• [Exercise requirements]: Copy the lines of the entries exactly, from the opening one to the one holding "rough mask: <svg", and leave out everything after.

• [Stored data]:

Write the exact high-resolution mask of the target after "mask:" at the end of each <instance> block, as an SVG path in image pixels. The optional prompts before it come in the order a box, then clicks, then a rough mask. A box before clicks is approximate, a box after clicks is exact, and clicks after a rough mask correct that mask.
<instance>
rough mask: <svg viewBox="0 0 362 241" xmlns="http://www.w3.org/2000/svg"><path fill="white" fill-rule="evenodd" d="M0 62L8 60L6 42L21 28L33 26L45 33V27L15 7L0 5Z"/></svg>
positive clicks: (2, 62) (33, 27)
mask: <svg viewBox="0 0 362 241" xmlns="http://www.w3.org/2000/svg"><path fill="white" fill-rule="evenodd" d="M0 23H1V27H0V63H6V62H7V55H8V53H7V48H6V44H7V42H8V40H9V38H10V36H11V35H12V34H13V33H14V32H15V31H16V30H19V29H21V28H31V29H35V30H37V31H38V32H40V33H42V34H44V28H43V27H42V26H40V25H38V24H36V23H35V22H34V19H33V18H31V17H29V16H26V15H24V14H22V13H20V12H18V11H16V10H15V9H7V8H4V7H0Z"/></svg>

• [Your solution]:
Write the exact high-resolution mask of the target after "mask:" at the end of each <instance> block, as an SVG path in image pixels. The optional prompts before it come in the order a box, then clicks, then a rough mask. A box before clicks is approximate, a box after clicks is exact, and clicks after a rough mask correct that mask.
<instance>
rough mask: <svg viewBox="0 0 362 241" xmlns="http://www.w3.org/2000/svg"><path fill="white" fill-rule="evenodd" d="M0 62L8 60L6 42L21 28L33 26L45 33V27L15 7L0 5Z"/></svg>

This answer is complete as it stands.